▶ _AUSGANGSTEXT_
━━━━━━━━━━
Birgit Taffertshofer

Seit den Ferien ist alles anders. "Die ganze Angst ist weg", sagt Lisa*, zehn Jahre alt, "jetzt ist es egal, wie gut man ist". Zum Schulbeginn am Montag weiß jeder Schüler in der vierten Klasse, wohin er gehört. Nach oben oder nach unten, aufs Gymnasium oder in die Hauptschule.

In Lisas Klasse haben es fast alle geschafft. Sie dürfen aufs Gymnasium oder zumindest in die Realschule. Die einen, weil sie in Deutsch, Rechnen und Sachkunde den notwendigen Schnitt von 2,33 beziehungsweise 2,66 erreicht haben. Die anderen, weil sie vor den Ferien den Probeunterricht bestanden haben - wie Lisa.

Der Rest muss in die Hauptschule. "In unserer Klasse hat`s nur Bernd* erwischt", sagt Lisa - dabei hatte seine Mutter doch so viel mit ihm gelernt.

Eltern wollen nur das Beste für ihr Kind: das Abitur. Daher sind sie zu Expertinnen der Noten-Überwachung geworden. Sie wissen genau, dass Rechtschreibfehler in Sachkunde-Tests nicht zählen und dass bei Aufsätzen ein guter Ausdruck mit einem Pünktchen am Heftrand gelobt werden muss. Sie wissen auch, dass ein schulpsychologisches Gutachten einen Bonus bei der Bewertung gibt und welche Schule im Umkreis am großzügigsten Übertrittszeugnisse verteilt.
━━━━━━━━━━
▶ _AUFLISTUNG_
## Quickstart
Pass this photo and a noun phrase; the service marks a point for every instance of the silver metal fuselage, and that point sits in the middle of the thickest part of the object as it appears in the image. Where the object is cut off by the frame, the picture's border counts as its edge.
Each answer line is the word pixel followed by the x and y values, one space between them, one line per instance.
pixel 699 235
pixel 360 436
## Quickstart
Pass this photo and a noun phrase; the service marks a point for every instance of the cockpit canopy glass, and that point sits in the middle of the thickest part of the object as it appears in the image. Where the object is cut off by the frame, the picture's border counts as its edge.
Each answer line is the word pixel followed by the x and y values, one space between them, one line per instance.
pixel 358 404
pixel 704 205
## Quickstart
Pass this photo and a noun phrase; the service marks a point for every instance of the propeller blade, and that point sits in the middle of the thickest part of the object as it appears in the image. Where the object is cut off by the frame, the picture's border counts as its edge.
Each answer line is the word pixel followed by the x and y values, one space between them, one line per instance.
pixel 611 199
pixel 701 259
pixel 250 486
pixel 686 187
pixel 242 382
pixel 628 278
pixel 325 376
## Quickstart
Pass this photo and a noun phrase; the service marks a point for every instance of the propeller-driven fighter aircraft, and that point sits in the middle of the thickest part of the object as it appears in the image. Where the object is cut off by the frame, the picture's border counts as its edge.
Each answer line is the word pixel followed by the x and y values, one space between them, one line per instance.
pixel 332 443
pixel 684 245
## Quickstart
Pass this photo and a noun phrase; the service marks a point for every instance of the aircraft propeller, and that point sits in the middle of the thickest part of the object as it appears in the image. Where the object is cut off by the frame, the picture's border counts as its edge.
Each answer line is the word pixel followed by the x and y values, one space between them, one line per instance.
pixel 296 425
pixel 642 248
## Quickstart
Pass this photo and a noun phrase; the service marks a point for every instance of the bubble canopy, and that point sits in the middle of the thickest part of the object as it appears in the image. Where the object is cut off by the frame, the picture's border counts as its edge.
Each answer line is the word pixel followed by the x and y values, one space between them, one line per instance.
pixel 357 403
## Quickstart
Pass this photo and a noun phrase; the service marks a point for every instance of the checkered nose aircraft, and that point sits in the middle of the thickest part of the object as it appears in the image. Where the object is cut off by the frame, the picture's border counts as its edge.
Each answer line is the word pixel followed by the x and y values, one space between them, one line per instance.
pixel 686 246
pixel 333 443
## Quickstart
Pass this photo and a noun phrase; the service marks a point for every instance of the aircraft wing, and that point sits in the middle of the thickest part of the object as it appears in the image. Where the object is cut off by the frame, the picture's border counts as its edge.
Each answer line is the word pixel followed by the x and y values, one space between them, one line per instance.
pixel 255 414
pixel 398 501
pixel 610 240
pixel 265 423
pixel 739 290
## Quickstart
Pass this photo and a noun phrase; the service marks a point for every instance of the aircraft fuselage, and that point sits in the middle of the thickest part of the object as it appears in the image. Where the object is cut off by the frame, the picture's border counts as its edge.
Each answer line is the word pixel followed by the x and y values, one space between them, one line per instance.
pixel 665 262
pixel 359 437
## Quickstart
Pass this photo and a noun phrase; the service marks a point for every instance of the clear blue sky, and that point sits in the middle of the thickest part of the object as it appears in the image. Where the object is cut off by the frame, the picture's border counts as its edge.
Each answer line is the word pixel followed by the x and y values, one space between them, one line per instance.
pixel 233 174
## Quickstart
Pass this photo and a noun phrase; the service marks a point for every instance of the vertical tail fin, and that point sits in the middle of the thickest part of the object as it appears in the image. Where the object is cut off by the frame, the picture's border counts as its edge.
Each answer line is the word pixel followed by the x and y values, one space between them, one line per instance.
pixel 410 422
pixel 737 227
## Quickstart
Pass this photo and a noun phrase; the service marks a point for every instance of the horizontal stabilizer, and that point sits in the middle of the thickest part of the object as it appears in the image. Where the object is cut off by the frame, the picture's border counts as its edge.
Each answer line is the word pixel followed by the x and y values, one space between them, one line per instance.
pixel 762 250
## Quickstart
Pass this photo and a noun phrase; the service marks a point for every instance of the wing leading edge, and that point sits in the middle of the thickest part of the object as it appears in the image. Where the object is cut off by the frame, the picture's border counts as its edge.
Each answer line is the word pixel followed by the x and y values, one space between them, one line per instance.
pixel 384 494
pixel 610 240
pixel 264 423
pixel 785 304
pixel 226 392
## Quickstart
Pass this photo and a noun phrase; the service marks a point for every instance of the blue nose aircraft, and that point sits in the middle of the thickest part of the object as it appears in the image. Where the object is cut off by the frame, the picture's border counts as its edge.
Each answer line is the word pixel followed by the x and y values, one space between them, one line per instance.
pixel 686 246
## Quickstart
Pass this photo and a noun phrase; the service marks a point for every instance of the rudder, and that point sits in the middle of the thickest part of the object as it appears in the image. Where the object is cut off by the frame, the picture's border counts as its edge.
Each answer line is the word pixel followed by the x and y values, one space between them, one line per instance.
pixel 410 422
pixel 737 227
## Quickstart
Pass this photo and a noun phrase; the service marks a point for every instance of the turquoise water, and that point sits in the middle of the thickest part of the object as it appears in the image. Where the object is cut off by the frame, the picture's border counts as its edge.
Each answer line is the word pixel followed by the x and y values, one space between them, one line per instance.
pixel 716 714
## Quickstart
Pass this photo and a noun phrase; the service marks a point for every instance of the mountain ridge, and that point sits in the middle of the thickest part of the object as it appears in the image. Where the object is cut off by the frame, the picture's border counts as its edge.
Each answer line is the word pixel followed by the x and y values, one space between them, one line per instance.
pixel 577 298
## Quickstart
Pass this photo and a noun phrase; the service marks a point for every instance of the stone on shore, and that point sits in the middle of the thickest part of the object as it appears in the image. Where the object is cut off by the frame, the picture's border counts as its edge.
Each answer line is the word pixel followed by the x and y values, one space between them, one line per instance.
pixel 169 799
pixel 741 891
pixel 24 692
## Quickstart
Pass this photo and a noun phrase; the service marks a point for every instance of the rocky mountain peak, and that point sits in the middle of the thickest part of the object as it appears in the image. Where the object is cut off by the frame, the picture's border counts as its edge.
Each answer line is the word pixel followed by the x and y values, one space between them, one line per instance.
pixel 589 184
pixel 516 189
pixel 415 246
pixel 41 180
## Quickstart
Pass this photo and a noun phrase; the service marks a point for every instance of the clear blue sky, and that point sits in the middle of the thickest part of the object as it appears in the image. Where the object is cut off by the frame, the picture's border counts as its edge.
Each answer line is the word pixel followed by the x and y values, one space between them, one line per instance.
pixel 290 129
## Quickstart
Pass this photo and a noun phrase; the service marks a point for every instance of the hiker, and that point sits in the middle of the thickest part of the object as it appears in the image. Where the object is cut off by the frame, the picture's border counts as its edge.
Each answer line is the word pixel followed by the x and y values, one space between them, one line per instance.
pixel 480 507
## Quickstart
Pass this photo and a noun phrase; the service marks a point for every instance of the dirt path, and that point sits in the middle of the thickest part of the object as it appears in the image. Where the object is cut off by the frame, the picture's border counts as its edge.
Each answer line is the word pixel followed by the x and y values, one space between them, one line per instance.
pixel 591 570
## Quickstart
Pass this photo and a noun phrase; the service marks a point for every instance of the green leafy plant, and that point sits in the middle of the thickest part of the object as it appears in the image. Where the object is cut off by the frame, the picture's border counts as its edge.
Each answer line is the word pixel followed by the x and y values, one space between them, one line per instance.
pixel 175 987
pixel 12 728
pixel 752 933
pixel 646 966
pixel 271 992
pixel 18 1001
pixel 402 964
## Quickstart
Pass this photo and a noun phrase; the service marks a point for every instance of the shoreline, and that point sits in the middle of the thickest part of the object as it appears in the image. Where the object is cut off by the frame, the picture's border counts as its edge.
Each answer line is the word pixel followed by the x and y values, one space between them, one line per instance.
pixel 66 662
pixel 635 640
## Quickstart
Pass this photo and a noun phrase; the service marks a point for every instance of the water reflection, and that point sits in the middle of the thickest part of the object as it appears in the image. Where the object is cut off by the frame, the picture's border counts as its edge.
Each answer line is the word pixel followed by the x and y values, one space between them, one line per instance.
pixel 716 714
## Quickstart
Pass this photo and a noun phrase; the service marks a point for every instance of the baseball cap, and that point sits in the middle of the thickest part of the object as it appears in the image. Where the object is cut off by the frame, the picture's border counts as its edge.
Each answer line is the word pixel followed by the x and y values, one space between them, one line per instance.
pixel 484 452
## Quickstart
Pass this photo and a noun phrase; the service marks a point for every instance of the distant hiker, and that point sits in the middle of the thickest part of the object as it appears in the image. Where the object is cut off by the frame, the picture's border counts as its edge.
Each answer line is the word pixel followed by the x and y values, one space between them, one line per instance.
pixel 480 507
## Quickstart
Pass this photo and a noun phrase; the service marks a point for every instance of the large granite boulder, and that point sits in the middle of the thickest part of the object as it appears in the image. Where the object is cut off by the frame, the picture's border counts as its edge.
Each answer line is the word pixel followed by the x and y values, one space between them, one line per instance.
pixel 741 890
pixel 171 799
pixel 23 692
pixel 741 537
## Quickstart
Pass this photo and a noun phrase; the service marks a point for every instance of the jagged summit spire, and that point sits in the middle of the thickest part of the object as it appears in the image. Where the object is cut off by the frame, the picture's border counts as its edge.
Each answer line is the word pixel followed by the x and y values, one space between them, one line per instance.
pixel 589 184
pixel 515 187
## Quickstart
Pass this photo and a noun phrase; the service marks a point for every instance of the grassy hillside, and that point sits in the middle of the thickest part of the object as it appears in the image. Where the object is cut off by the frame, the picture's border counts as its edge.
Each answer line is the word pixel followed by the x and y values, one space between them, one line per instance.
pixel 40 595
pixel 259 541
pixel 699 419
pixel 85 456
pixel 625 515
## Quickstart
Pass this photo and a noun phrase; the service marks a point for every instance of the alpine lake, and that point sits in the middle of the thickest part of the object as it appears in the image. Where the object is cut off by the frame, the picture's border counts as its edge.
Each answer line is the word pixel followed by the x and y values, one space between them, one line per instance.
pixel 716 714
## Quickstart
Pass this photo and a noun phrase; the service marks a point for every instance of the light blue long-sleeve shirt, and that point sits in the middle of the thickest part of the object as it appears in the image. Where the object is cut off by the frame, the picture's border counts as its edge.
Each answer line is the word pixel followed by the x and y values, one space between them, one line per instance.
━━━━━━━━━━
▶ _ZU ERLEDIGEN_
(A) Welche Schulfächer zählen laut Ausgangstext für den notwendigen Notenschnitt?
(B) Wie hat Lisa es laut Ausgangstext geschafft, aufs Gymnasium oder in die Realschule zu dürfen?
(C) Schreib den Text über den Schulübertritt nach der vierten Klasse im Anschluss an seinen letzten Satz weiter.

▶ _LÖSUNGEN_
(A) Deutsch, Rechnen und Sachkunde

(B) Sie hat vor den Ferien den Probeunterricht bestanden.

(C)
Um ihrem Kind das Abitur zu ermöglichen, fahren Eltern in Bayern noch in der Grundschule ein geballtes Hilfsangebot auf: Nachhilfe, Intelligenztests, Entspannungsübungen, Lerntechnikkurs oder Psychotherapie gegen die Teilleistungsschwäche.

Eltern entwickeln sich zu Schulmanagern, Karriereberatern, Hilfslehrern und Psychostützen. "Die Mama sitzt immer daneben" , sagt Karin Bergfeld, Grundschulleiterin am Starnberger See, "so wird um jede Zehntel Stelle hinter dem Komma gekämpft."

Notfalls auch mit härteren Mitteln: Mobbing gegen Lehrer, Beschwerden ans Ministerium, Prozess-Androhungen, Schulabmeldungen und getürkte Gastschulanträge - in Bergfelds Schule eröffnen Eltern jedes Jahr solche "Nebenkriegsschauplätze", wie sie selbst sagt.

Kinder leiden unter der frühen Auslese

Der Druck überträgt sich natürlich auf die Kinder. Sie fühlen sich als Versager, leiden unter fehlender Motivation und Konzentrationsschwierigkeiten, erklärt Hans-Jürgen Tölle, Leiter des schulpsychologischen Dienstes in München. 8500 Familien suchen jährlich bei ihm und seinen Kollegen Rat. Die meisten von ihnen in der Zeit des Übertritts aufs Gymnasium oder in die Realschule.

Vielen Eltern scheint es so, als ob sich genau jetzt die späteren Lebenschancen des Kindes entscheiden. Doch beim Trimmen auf gute Noten bleibt die Entwicklung der individuellen Persönlichkeit und Talente oft auf der Strecke.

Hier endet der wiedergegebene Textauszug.